[Records excerpted from a collection]
▼

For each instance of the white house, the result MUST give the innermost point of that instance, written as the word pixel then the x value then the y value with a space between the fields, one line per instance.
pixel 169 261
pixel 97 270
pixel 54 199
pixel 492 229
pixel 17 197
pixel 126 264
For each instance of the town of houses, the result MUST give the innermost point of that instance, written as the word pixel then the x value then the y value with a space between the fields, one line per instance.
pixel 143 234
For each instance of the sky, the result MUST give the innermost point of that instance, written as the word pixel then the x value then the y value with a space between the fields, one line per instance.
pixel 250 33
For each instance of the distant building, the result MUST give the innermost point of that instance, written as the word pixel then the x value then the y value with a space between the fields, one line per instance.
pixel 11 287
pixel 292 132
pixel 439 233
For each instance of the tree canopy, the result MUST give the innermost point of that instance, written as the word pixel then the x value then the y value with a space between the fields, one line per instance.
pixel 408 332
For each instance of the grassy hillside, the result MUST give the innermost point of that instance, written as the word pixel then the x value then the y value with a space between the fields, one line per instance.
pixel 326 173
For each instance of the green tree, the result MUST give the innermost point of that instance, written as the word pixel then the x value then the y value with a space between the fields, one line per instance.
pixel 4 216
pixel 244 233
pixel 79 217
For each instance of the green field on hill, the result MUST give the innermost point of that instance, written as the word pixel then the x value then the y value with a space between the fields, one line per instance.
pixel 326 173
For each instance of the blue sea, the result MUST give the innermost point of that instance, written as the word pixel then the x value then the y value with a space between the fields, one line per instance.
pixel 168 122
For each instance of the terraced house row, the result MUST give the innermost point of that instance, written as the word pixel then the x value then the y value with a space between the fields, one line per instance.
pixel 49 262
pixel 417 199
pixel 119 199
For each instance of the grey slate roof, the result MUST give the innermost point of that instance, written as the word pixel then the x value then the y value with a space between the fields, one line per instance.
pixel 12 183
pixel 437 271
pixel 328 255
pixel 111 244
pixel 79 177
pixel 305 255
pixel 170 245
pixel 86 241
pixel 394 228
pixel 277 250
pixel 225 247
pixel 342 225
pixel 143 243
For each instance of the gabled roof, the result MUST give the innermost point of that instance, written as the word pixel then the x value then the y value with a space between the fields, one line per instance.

▲

● **Goal**:
Copy all of the data. Keep every word exactly as it is.

● **Worked solution**:
For each instance of the white house, the result MUST give the innermost point of that instance, written as the word pixel then the x value then the y value with a space between the fields, one line per instance.
pixel 169 261
pixel 97 270
pixel 54 199
pixel 492 229
pixel 17 197
pixel 126 264
For each instance of the town of houses, the result MUST give the innermost point of that instance, written as the word pixel then the x value then the y value with a space between the fields, one line per instance.
pixel 143 234
For each instance of the sky, the result MUST give the innermost point of that instance, written as the word pixel then the x value then the y value with a space between the fields, one line per instance.
pixel 250 33
For each instance of the distant building, the result MUST give the innermost point of that instance, written as the word pixel then the x value then the y value with a space between the fields, one line per instance.
pixel 11 287
pixel 292 132
pixel 439 233
For each instance of the tree canopy, the result MUST give the innermost point of that instance, written as the word pixel then the x value then the y value with a space between the fields, one line per instance.
pixel 408 332
For each instance of the grassy hillside, the result MUST give the innermost point of that instance, written as the word pixel then the x value then the y value with a space between the fields, one line per instance.
pixel 326 173
For each instance of the green tree, the result MUST give the innermost point of that instance, written as the word pixel then the x value then the y value with a space between the fields, one line per instance.
pixel 4 216
pixel 244 233
pixel 79 217
For each instance of the green field on hill, the result MUST give the innermost point of that instance, written as the word pixel then the x value then the y value with a space between the fields, one line per instance.
pixel 326 173
For each instance of the blue sea, the result MUST give the innermost point of that instance, written as the word pixel then the x value then the y value with a space between the fields, one line per instance.
pixel 168 122
For each instance of the terraced house row, the result MUST give the innermost point of that instance, written as the word pixel then the x value then the y value with a space between the fields, one line per instance.
pixel 49 262
pixel 417 199
pixel 119 199
For each instance of the grey slate roof, the result MUST give the innermost point of that instance, written as the word pixel then the x value then the y value with a space between the fields, one line per instance.
pixel 12 183
pixel 437 271
pixel 328 255
pixel 111 244
pixel 79 177
pixel 305 255
pixel 170 245
pixel 86 241
pixel 394 228
pixel 277 250
pixel 225 247
pixel 342 225
pixel 143 243
For each instance of the gabled roof, the result MUST give the innermost point of that instance, written as the word pixel then the x value then the y value with a space between the fields, one line per instance.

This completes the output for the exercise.